··· TEKS BACAAN
Subagio S.Waluyo
Telah nampak kerusakan di darat dan di lautan akibat perbuatan tangan (maksiat)[1] manusia, supaya Allâh merasakan kepada mereka sebagian dari (akibat) perbuatan mereka, agar mereka kembali (ke jalan yang benar) [Ar-Rûm/30:41]
Dan bila dikatakan kepada mereka, “Janganlah kamu membuat kerusakan di muka bumi !” Mereka menjawab, “Sesungguhnya kami orang-orang yang mengadakan perbaikan” Ingatlah, sesungguhnya mereka itulah orang-orang yang membuat kerusakan, tetapi mereka tidak sadar (Al-Baqarah/2:11-12).
——————————————————————————————–
Ada kado istimewa dari tahun baru yang baru saja berlalu. Kadonya berupa banjir luar biasa. Konon kabarnya banjir tahun ini (2020) adalah banjir terbesar. Curah hujannya memang terbesar sejak hampir 24 tahun lalu. Bahkan, menurut BMKG curah hujan tahun ini tertinggi sejak 154 tahun lalu (https:// news.detik. com/berita/d-4843572/data-bmkg-curah-hujan-2020-tertinggi-sejak -154-tahun-lalu). Akibatnya, juga luar biasa. Coba saja lihat di beberapa tempat banyak rumah yang terendam air. Wilayah yang diterjang banjir persis seperti diterjang Tsunami. Apa jangan-jangan ini memang Tsunami?
Curah hujan yang demikian besar (konon kabarnya mencapai 377 mm/ hari) yang merendam ribuan rumah penduduk benar-benar mematikan kehidupan penduduk Jabotabek dan sebagian Provinsi Banten yang baru saja bersenang-senang merayakan kedatangan tahun baru. Bersamaan dengan air yang merendam rumah-rumah penduduk turut juga beberapa barang termasuk barang-barang elektronik yang ikut mengambang. Selain itu, juga tidak sedikit mobil pribadi yang ikut berenang dan (bahkan) banyak yang nyungsep. Tidak sedikit kerugian yang diderita rakyat korban banjir kali ini. Kado tahun baru kali ini juga memakan korban sebanyak 43 orang yang meninggal. Dari 43 orang itu sebanyak 17 orang terseret arus banjir, 12 orang tertimbun tanah longsor, 5 orang tersengat listrik, dan 3 hiportema. Selebihnya, 5 orang masih didata kematiannya dan 1 orang hilang tidak jelas rimbanya (https:// nasional. kompas.com/ read/ 2020/ 01/03/11055161/upda-te-bnpb-43-meninggal-akibat-banjir-di-jabodatebek -dan-lebak). Karena kejadiannya pas di awal tahun baru, layak saja ini lebih merupakan kado tahun baru yang satire dan sarkasme bukan?
······
··· KUTIPAN SUMBER
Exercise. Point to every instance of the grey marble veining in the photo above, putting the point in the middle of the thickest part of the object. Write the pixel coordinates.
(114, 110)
······
* [INSTRUKSI TUGAS A]:
Tentukan apakah setiap pernyataan berikut sesuai dengan teks tentang banjir 2020. Jawab ya atau tidak, disertai kutipan persis dari teks yang menjadi dasar penentuannya.
(i) Menurut BMKG, curah hujan tahun 2020 merupakan yang tertinggi sejak 154 tahun lalu.
(ii) Sebanyak 12 orang meninggal karena tersengat listrik.
(iii) Banjir tersebut hanya melanda wilayah Jabotabek.
* [INSTRUKSI TUGAS B]: Lanjutkan teks tentang banjir 2020 mulai dari kalimat sesudah kalimat terakhir yang tercantum.

* [JAWABAN TUGAS A]:
(i) Ya. "menurut BMKG curah hujan tahun ini tertinggi sejak 154 tahun lalu"
(ii) Tidak. "5 orang tersengat listrik"
(iii) Tidak. "mematikan kehidupan penduduk Jabotabek dan sebagian Provinsi Banten"

* [JAWABAN TUGAS B]:
***
Kado tahun baru berupa banjir di Wilayah Jabotabek (termasuk sebagian Provinsi Banten) bisa jadi merupakan musibah. Musibah itu bisa jadi merupakan teguran dari Sang Khalik kepada makhluk-Nya. Sah-sah saja kalau Sang Khalik murka karena perilaku makhluk-Nya yang kedatangan tahun baru bukan bersyukur malah berpesta-pora. Musibah juga bisa dijadikan tolak ukur untuk mengetahui solidaritas bangsa ini terhadap sesamanya. Ternyata, banyak juga anak bangsa ini yang hanya bisa jadi penonton. Mereka tidak berbuat apapun. Bukan tidak mampu, tapi lebih disebabkan anak bangsa ini telah hilang rasa kepeduliannya. Kalau punya rasa kepedulian, mereka tanpa disuruh pasti mau membantu sesamanya yang jadi korban banjir.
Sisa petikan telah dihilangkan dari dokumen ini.